## DOCUMENT EXCERPT
============================================================

# A Comprehensive Tutorial to Pytorch DistributedDataParallel

The limited computation resource might discourage distibuted training across multiple gpus. It’s basically an easy job to wrap the model with DDP (short for DistributedDataParallel). 

In this blog, I want to share my code, my insighs with all beginners in DDP. I’m not going to include detailed explanation of how DDP works, instead, I provide minimum knowledge needed to make the model run in multiple gpus. Note that I only introduce DDP on one machine with multiple gpus, which is the most general case (Otherwise, we should use model parallel as stated in the official [blog](https://pytorch.org/tutorials/intermediate/model_parallel_tutorial.html). 

This tutorial is organized as:
- Overview of DDP
- Implementation of DDP workflow (Steps 1–6)
- Issues about dist.barrier()

(https://medium.com/codex/a-comprehensive-tutorial-to-pytorch-distributeddataparallel-1f4b42bb1b51)

## Overview of DDP

Terms used in distributed training:

- **master node**: the main GPU responsible for synchronizations, making copies, loading models, writing checpoints and logs;
- **process group**: if you want to train/test the model over K GPUs, then the K process forms a group, which is supported by a backend (pytorch managed that for you, according to the [documentation](https://pytorch.org/docs/1.9.0/generated/torch.nn.parallel.DistributedDataParallel.html?highlight=distributeddataparallel#torch.nn.parallel.DistributedDataParallel), nccl is the most recommended backend);
- **rank**: within the process group, each process is identified by its rank, from 0 to K-1;
- **world size**: the number of processes in the group.

Pytorch provides two settings for distributed training: `torch.nn.DataParallel` (DP) and `torch.nn.parallel.DistributedDataParallel` (DDP), where the latter is officially recommended. In short, DDP is faster, more flexible than DP. The fundamental thing DDP does is to copy the model to multiple gpus, gather the gradients from them, average the gradients to update the model, then synchronize the model over all K processes.

============================================================

## TASK DESCRIPTION
Using the DDP tutorial, explain why DistributedDataParallel is preferred over DataParallel for distributed training. Answer in one to three sentences.

## PROVIDED RECORDS

============================================================

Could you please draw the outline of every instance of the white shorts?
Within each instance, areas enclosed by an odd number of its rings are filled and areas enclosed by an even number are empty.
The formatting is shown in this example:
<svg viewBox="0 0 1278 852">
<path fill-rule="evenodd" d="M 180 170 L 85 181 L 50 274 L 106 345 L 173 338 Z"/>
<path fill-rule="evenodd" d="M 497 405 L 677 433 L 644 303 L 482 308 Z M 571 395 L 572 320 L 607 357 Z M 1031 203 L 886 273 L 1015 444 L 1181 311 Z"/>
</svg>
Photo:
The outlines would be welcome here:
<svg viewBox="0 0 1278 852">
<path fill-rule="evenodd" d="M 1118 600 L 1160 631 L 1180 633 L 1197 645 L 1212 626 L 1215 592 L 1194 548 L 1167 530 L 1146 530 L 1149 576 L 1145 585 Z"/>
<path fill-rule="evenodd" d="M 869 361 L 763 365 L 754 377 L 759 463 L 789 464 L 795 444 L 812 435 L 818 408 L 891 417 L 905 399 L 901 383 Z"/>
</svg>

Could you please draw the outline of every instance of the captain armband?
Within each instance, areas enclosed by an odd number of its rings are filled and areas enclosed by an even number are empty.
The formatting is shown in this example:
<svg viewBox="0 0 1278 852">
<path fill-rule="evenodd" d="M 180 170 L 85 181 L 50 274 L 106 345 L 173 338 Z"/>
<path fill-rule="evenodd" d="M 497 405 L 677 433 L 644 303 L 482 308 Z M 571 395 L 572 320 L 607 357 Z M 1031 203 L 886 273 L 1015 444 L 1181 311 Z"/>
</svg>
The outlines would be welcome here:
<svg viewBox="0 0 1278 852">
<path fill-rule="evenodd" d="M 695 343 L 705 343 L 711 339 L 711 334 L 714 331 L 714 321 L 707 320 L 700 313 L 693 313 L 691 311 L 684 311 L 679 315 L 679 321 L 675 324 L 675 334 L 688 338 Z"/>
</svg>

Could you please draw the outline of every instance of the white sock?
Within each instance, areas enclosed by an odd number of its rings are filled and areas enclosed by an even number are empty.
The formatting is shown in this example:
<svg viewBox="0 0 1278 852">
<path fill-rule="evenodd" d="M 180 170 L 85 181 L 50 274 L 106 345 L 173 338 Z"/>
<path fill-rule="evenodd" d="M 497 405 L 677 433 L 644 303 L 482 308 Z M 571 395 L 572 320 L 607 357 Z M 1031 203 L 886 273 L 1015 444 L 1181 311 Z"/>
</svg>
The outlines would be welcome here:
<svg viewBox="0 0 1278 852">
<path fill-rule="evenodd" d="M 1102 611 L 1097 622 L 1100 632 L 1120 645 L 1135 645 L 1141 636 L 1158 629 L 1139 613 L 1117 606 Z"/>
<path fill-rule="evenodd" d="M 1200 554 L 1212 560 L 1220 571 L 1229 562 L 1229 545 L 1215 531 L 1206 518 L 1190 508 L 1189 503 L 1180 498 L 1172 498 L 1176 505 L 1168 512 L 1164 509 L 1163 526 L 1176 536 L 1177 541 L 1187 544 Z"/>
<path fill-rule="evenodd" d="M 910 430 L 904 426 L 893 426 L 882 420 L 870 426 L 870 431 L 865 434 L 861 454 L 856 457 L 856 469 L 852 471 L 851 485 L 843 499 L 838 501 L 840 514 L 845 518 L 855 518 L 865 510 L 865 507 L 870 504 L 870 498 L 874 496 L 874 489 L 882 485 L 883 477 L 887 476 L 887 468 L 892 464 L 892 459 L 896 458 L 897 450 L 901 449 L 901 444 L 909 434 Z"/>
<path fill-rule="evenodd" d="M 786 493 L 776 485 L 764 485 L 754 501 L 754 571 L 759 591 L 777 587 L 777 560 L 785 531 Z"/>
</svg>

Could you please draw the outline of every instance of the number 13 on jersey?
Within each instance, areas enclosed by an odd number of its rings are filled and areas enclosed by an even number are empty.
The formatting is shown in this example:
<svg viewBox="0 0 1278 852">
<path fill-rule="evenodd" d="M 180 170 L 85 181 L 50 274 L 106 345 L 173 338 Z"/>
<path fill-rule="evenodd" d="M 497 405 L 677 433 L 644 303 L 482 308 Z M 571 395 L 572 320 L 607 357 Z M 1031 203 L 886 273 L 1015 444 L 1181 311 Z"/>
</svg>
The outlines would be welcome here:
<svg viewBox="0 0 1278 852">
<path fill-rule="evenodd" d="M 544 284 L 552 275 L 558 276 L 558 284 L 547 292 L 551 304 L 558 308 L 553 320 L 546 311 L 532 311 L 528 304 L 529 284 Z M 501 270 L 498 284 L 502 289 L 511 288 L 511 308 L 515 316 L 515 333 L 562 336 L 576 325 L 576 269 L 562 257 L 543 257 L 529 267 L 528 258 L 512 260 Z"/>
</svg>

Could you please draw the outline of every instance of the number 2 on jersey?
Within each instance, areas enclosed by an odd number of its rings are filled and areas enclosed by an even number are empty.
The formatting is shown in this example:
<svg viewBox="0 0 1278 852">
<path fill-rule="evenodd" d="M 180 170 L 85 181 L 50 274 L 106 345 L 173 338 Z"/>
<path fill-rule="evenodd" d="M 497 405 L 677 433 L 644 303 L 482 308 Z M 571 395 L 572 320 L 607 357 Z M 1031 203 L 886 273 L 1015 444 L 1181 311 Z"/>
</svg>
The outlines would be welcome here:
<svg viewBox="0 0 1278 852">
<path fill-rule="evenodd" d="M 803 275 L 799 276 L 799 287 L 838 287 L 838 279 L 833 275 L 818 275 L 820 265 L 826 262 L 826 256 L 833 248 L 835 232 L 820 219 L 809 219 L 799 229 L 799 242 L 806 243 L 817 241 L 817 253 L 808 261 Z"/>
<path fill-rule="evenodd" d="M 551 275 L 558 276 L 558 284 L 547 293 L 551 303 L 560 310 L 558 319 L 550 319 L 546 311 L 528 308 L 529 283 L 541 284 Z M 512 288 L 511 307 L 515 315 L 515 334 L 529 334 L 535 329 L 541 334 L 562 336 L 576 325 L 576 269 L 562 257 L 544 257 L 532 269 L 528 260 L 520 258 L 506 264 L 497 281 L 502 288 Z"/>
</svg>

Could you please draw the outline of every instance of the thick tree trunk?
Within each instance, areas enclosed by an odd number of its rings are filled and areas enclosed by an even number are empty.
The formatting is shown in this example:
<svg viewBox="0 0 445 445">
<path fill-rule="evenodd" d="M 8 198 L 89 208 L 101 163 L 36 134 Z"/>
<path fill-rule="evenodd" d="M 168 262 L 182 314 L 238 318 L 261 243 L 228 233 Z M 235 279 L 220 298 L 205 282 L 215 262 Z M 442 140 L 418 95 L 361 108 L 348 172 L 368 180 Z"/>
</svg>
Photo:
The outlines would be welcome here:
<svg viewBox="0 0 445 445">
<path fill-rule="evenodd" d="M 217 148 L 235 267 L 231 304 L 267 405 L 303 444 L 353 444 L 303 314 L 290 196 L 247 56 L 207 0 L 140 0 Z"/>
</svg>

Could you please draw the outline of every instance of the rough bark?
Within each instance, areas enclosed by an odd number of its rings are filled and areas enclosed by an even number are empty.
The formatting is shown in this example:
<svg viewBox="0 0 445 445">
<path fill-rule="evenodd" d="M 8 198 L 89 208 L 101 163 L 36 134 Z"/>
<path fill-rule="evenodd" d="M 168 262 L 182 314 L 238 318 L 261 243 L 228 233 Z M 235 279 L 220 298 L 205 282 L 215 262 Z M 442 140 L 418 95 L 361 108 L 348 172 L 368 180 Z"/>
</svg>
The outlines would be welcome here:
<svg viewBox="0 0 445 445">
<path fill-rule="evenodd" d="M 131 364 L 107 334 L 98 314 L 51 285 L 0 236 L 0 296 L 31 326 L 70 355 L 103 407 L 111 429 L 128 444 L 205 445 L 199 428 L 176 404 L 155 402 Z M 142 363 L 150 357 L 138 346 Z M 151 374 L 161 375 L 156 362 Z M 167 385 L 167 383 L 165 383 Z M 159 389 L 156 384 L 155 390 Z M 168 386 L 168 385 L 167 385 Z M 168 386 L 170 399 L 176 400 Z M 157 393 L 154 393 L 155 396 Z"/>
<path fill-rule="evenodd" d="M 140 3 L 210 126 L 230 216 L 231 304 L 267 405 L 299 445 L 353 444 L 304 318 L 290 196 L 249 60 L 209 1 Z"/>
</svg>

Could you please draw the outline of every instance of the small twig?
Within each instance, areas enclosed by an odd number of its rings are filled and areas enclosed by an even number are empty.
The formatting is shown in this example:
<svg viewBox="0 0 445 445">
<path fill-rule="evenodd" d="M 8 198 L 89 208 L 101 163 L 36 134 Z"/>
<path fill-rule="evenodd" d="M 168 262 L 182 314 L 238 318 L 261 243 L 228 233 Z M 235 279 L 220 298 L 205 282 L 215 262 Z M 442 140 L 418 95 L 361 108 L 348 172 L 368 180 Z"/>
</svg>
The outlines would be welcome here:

============================================================

## RESULT OF THE EXERCISE
PyTorch officially recommends DistributedDataParallel (DDP) over DataParallel (DP) because DDP is faster and more flexible. DDP copies the model to multiple GPUs and gathers their gradients. It averages those gradients to update the model, then synchronizes the model across all K processes.